→ WHAT THE TASK REQUIRES
Please repeat the records word for word, from the first line up to and including the line with "MULTIPOLYGON (((194 64, 199".

→ DATA FOR THIS EXERCISE

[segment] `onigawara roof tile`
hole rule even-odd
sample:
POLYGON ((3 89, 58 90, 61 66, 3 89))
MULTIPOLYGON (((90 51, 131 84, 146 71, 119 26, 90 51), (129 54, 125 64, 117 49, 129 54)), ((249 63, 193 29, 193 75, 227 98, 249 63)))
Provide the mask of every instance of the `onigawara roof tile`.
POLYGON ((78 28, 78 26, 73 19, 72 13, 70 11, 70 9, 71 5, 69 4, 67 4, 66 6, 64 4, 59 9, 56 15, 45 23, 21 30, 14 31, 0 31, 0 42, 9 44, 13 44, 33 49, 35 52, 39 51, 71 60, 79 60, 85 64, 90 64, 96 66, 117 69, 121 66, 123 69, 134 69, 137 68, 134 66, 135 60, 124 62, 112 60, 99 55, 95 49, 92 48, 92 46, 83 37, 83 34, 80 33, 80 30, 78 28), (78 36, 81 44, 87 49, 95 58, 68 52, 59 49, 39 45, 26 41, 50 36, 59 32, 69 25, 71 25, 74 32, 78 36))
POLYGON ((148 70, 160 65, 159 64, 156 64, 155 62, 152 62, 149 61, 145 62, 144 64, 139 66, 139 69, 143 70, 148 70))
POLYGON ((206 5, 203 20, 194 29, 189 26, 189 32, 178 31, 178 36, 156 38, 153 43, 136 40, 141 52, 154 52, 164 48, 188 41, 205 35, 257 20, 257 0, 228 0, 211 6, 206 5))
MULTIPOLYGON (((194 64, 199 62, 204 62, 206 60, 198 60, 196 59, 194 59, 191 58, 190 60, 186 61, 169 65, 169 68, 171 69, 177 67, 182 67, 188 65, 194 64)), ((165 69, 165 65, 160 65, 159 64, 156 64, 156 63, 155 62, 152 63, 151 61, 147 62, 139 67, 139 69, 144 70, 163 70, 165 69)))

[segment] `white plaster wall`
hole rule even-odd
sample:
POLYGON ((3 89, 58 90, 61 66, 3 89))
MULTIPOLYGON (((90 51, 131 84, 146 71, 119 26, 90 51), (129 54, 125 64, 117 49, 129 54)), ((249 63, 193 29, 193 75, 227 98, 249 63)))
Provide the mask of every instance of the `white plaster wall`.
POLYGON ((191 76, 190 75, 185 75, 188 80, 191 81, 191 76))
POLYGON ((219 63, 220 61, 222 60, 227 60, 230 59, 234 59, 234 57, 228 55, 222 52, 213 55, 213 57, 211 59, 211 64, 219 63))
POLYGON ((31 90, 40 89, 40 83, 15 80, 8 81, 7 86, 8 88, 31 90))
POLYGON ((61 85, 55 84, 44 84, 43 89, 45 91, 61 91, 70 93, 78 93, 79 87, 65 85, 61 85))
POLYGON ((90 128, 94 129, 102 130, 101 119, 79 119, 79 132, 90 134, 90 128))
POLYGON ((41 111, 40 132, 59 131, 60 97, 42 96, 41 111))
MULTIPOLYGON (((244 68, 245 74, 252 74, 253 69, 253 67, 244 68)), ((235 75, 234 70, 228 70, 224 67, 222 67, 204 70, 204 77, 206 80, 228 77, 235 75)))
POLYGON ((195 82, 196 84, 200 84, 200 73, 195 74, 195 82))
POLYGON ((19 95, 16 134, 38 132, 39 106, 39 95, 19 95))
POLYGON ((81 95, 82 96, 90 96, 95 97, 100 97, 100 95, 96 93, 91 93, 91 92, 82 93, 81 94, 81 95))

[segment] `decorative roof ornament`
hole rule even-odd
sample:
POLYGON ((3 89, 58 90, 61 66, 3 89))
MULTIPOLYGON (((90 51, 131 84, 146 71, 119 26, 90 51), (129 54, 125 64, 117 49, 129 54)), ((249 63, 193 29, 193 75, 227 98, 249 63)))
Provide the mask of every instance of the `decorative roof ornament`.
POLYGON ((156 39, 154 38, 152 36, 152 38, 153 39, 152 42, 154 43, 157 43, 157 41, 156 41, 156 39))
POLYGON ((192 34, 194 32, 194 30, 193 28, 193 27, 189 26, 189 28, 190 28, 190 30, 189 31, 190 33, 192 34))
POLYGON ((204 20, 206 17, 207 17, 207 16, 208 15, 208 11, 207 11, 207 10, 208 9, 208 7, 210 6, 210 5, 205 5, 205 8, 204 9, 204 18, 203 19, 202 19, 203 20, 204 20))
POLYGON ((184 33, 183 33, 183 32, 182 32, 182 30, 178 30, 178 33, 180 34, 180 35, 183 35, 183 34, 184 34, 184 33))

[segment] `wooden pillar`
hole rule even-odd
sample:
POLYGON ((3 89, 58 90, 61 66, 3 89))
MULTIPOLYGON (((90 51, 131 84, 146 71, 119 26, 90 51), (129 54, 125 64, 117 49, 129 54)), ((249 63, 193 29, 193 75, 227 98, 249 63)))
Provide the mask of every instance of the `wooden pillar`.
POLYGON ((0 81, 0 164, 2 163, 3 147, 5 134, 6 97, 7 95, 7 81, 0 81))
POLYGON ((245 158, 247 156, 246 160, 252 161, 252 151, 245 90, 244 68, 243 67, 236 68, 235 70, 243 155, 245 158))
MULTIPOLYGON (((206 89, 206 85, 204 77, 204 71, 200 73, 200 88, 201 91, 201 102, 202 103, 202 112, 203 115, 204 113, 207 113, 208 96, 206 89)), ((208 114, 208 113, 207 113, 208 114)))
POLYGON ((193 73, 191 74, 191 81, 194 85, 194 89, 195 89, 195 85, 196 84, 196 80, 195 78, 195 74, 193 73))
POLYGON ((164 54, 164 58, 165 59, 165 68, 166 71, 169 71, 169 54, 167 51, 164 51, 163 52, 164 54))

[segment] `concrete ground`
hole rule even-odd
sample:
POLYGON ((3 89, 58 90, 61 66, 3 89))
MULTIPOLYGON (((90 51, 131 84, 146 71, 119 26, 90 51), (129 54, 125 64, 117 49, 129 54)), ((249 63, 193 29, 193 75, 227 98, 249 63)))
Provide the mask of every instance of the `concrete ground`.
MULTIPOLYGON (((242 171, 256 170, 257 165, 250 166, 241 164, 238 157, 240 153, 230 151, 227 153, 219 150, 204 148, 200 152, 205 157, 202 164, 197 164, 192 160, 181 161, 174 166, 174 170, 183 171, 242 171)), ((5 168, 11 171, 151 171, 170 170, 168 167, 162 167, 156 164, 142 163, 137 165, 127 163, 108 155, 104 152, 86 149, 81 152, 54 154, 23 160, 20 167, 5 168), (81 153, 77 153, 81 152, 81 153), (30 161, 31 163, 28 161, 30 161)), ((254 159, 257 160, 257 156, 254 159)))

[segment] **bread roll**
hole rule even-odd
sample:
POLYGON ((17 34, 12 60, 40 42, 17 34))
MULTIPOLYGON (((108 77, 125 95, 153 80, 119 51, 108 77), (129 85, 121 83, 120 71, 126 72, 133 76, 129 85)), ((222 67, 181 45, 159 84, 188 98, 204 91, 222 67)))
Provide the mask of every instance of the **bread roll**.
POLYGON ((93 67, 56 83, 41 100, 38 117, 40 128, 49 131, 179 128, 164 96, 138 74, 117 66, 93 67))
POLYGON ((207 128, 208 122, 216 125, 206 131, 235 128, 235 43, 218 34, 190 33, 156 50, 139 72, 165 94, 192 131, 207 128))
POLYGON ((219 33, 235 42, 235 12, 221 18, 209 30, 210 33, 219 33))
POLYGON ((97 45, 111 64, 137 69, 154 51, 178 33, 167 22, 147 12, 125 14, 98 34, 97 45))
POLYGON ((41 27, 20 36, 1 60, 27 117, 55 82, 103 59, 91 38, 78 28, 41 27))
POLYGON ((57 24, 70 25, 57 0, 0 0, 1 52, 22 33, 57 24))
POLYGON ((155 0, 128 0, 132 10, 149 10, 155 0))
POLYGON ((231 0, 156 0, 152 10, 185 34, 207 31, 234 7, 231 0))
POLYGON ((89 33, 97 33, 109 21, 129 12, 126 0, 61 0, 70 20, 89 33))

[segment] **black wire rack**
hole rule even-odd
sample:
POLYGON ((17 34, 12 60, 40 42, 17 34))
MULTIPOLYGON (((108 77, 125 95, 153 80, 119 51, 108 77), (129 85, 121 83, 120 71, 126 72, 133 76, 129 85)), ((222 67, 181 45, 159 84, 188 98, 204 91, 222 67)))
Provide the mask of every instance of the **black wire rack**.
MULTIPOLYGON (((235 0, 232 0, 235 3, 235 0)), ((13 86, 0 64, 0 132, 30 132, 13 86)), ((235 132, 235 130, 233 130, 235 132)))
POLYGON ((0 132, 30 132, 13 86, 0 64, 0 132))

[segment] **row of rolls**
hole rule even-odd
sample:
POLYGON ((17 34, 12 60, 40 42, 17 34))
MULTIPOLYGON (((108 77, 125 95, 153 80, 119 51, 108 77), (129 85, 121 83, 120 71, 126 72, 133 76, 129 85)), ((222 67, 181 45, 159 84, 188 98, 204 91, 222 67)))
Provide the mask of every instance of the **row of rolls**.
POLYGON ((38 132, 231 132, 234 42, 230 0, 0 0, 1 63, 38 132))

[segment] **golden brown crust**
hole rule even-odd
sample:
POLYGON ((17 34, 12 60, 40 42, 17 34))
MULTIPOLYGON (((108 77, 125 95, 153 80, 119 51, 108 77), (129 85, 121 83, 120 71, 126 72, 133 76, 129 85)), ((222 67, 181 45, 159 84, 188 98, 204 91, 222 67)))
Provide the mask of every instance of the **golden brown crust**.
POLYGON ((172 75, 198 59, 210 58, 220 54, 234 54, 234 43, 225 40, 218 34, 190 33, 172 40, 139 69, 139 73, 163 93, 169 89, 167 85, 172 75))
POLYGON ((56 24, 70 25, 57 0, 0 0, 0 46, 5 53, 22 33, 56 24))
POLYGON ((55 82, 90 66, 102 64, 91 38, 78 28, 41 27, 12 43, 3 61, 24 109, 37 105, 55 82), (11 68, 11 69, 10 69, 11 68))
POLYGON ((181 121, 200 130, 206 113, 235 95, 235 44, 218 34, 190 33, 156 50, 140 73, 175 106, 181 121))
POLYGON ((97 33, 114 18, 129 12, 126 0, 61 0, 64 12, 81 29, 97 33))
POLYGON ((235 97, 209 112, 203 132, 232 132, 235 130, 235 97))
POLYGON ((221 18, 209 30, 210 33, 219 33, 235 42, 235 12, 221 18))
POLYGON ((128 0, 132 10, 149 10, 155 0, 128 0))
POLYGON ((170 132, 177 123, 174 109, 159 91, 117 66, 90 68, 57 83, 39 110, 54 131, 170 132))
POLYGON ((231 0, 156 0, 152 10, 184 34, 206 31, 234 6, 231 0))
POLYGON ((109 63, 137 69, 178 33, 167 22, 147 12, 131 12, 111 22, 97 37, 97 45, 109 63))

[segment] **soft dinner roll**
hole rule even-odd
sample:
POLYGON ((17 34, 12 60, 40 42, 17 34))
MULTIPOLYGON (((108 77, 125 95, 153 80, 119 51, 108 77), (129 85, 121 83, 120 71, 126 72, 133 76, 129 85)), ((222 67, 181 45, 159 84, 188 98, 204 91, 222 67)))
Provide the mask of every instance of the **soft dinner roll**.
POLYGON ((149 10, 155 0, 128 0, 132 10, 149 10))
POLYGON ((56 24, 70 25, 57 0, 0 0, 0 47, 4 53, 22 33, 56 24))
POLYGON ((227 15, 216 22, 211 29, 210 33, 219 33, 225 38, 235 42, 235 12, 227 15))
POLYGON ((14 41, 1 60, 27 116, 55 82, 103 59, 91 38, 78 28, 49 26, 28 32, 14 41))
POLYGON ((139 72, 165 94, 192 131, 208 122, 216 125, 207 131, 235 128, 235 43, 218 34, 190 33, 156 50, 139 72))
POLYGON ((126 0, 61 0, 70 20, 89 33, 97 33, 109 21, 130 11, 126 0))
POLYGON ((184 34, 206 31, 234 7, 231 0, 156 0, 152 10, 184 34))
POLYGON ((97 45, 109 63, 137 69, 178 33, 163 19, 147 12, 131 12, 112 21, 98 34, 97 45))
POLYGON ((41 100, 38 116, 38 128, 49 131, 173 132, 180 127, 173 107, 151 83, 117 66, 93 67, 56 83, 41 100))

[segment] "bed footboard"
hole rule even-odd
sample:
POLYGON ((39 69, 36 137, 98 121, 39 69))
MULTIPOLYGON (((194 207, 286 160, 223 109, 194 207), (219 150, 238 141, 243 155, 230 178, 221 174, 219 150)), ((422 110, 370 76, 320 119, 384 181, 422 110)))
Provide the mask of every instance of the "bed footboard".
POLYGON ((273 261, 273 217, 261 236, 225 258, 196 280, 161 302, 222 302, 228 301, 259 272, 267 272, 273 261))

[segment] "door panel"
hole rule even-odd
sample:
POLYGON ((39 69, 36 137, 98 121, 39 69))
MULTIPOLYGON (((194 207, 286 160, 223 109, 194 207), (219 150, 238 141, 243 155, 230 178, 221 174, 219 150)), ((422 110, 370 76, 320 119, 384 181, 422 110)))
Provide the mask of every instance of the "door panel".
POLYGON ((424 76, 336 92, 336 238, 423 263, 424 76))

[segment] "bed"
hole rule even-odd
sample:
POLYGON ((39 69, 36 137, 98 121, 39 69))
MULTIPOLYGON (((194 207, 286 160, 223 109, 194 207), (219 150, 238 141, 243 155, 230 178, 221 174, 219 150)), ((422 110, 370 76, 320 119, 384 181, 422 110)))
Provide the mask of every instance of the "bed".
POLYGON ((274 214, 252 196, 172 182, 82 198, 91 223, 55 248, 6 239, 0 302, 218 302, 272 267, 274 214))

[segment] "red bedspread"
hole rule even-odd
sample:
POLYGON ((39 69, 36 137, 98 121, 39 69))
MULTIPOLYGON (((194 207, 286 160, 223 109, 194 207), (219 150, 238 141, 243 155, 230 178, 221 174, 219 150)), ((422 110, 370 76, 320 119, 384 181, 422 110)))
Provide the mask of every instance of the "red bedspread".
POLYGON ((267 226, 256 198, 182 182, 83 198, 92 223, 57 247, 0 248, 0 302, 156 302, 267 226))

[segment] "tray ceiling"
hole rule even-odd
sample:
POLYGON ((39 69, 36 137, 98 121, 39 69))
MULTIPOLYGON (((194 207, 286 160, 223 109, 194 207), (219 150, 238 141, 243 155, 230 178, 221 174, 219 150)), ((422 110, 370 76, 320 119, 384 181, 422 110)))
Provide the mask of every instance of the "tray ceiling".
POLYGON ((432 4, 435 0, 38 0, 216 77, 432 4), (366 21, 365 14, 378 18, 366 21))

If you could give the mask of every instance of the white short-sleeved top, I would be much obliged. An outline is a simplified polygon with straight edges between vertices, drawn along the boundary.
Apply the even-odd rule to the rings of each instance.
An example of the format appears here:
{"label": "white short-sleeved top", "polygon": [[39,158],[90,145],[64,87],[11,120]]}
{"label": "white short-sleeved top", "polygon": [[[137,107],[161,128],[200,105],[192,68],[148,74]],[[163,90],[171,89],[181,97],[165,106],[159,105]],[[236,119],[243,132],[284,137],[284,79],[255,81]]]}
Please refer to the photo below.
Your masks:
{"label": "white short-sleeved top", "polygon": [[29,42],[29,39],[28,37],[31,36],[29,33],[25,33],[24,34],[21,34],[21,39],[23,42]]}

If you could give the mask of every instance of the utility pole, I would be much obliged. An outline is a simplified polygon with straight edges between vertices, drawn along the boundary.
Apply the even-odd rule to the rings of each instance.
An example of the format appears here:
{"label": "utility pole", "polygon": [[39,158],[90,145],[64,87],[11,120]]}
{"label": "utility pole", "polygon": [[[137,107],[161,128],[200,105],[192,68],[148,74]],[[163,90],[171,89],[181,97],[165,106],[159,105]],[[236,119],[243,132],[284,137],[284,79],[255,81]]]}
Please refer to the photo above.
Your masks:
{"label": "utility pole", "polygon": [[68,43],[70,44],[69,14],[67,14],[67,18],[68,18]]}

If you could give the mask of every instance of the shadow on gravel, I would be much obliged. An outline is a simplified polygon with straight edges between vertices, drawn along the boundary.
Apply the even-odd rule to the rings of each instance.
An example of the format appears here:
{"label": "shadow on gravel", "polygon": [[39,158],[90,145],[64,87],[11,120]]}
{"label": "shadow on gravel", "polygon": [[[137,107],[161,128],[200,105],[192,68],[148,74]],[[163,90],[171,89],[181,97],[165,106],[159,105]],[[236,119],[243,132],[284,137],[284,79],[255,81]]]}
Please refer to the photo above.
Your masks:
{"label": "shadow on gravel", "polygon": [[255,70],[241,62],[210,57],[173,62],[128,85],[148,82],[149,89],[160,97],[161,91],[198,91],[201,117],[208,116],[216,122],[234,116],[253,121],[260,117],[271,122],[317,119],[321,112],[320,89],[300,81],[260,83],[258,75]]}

→ WRITTEN SOLUTION
[segment] `onigawara roof tile`
hole rule even-odd
sample:
POLYGON ((3 89, 58 90, 61 66, 3 89))
MULTIPOLYGON (((90 51, 131 84, 146 71, 119 26, 90 51), (129 54, 125 64, 117 49, 129 54)), ((249 63, 193 29, 193 75, 227 98, 249 63)))
Provide the mask of every instance of the `onigawara roof tile`.
POLYGON ((78 28, 78 26, 73 19, 72 13, 70 11, 70 9, 71 5, 69 4, 67 4, 66 6, 64 4, 59 9, 56 15, 45 23, 21 30, 14 31, 0 31, 0 42, 9 44, 13 44, 33 49, 35 52, 39 51, 71 60, 79 60, 85 64, 90 64, 96 66, 117 69, 121 66, 123 69, 134 69, 137 68, 134 66, 135 60, 124 62, 112 60, 99 55, 95 49, 92 48, 92 46, 83 37, 83 34, 80 33, 80 30, 78 28), (78 36, 81 44, 87 49, 95 58, 68 52, 59 49, 39 45, 26 41, 50 36, 59 32, 69 25, 71 25, 74 32, 78 36))
POLYGON ((148 70, 160 65, 159 64, 156 64, 155 62, 152 62, 149 61, 145 62, 144 64, 139 66, 139 69, 143 70, 148 70))
POLYGON ((206 5, 203 20, 194 29, 189 26, 189 32, 178 31, 178 36, 156 38, 153 43, 136 40, 141 52, 154 52, 164 48, 188 41, 205 35, 257 20, 257 0, 228 0, 211 6, 206 5))
MULTIPOLYGON (((194 64, 199 62, 204 62, 206 60, 198 60, 196 59, 194 59, 191 58, 190 60, 186 61, 169 65, 169 68, 171 69, 177 67, 182 67, 188 65, 194 64)), ((165 69, 165 65, 160 65, 159 64, 156 64, 156 63, 155 62, 152 63, 151 61, 147 62, 139 67, 139 69, 144 70, 163 70, 165 69)))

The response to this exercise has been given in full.